** Begin DATA EXTRACT **

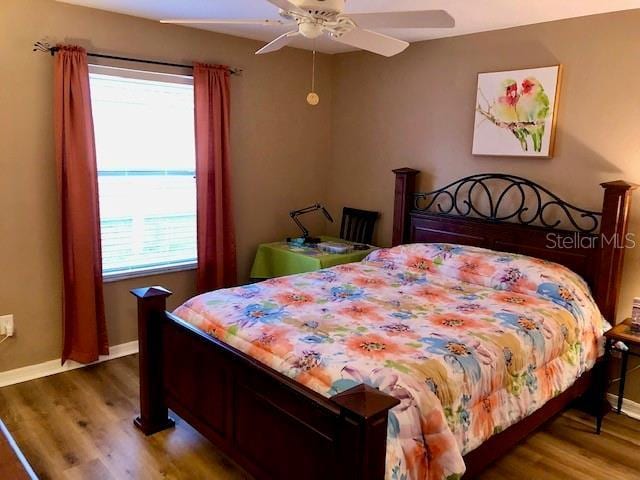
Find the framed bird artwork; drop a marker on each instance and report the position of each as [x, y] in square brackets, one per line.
[516, 112]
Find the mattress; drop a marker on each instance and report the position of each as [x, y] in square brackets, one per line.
[469, 340]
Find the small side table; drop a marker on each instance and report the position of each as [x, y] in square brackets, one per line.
[279, 259]
[622, 333]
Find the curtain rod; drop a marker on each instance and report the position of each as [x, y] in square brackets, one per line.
[45, 47]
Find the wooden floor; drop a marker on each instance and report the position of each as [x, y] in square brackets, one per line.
[77, 425]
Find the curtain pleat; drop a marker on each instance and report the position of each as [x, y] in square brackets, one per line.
[216, 236]
[85, 332]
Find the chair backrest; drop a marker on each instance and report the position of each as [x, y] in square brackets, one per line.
[357, 225]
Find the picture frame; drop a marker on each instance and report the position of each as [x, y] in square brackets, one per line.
[516, 112]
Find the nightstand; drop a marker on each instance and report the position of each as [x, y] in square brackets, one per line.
[622, 333]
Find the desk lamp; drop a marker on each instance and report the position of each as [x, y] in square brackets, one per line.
[306, 239]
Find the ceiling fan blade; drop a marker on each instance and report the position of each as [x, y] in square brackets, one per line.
[280, 42]
[372, 42]
[285, 5]
[416, 19]
[216, 21]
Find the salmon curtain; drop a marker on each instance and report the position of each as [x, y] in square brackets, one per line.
[85, 332]
[216, 236]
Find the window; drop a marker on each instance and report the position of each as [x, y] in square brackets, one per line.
[144, 130]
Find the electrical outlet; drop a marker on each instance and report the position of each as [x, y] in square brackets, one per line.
[6, 325]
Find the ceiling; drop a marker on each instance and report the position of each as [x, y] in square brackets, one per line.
[471, 16]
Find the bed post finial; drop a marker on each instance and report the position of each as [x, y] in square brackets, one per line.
[364, 412]
[403, 202]
[154, 415]
[613, 233]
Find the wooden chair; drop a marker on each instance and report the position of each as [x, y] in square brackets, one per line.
[357, 225]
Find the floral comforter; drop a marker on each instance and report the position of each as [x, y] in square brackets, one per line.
[470, 340]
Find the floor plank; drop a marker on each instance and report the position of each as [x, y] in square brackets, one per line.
[77, 425]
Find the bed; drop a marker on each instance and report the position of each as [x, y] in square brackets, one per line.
[423, 361]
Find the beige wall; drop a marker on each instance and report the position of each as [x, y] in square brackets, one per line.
[417, 110]
[279, 146]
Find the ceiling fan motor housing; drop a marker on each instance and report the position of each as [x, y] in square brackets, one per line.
[326, 9]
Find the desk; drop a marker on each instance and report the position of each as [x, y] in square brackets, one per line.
[279, 259]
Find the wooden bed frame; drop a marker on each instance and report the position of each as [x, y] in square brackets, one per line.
[276, 428]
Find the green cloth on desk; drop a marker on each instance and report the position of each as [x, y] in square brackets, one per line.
[279, 259]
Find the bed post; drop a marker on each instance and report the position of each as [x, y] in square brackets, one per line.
[402, 204]
[613, 231]
[363, 433]
[154, 415]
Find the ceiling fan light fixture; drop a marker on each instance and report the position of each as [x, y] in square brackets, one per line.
[310, 29]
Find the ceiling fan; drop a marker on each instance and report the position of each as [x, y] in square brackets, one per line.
[315, 18]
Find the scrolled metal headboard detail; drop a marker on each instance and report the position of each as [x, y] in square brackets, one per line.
[506, 198]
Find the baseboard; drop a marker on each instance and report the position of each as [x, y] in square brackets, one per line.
[629, 408]
[52, 367]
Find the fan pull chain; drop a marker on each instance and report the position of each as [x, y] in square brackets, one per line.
[313, 98]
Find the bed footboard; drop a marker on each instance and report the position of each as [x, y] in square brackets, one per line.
[269, 424]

** End DATA EXTRACT **

SHORT PROBLEM
Reproduce exactly the lines from the one with "Find the ceiling fan light" through the end of the entries above, both ends included.

THE COMPLETED TASK
Find the ceiling fan light fixture; drop a marker on each instance and report the position of each as [x, y] in square brackets, one per line.
[310, 29]
Find the ceiling fan; drop a marker on each instance and report the position of each as [x, y] in square brackets, one per line.
[315, 18]
Find the scrolled metal headboard detail; drop a marker on each instance and report the position of each as [x, y] in square brackets, one per line.
[506, 198]
Find the baseboard; drop a marker on each instance and report the position of each as [x, y] in square brackets, one per line.
[629, 408]
[52, 367]
Find the fan pull chain; drop a marker on each instance and report the position of each as [x, y] in square brackets, one per line.
[313, 98]
Find the bed footboard; drop a marker on each instance and report the position of each as [x, y] in square brackets, one per line.
[269, 424]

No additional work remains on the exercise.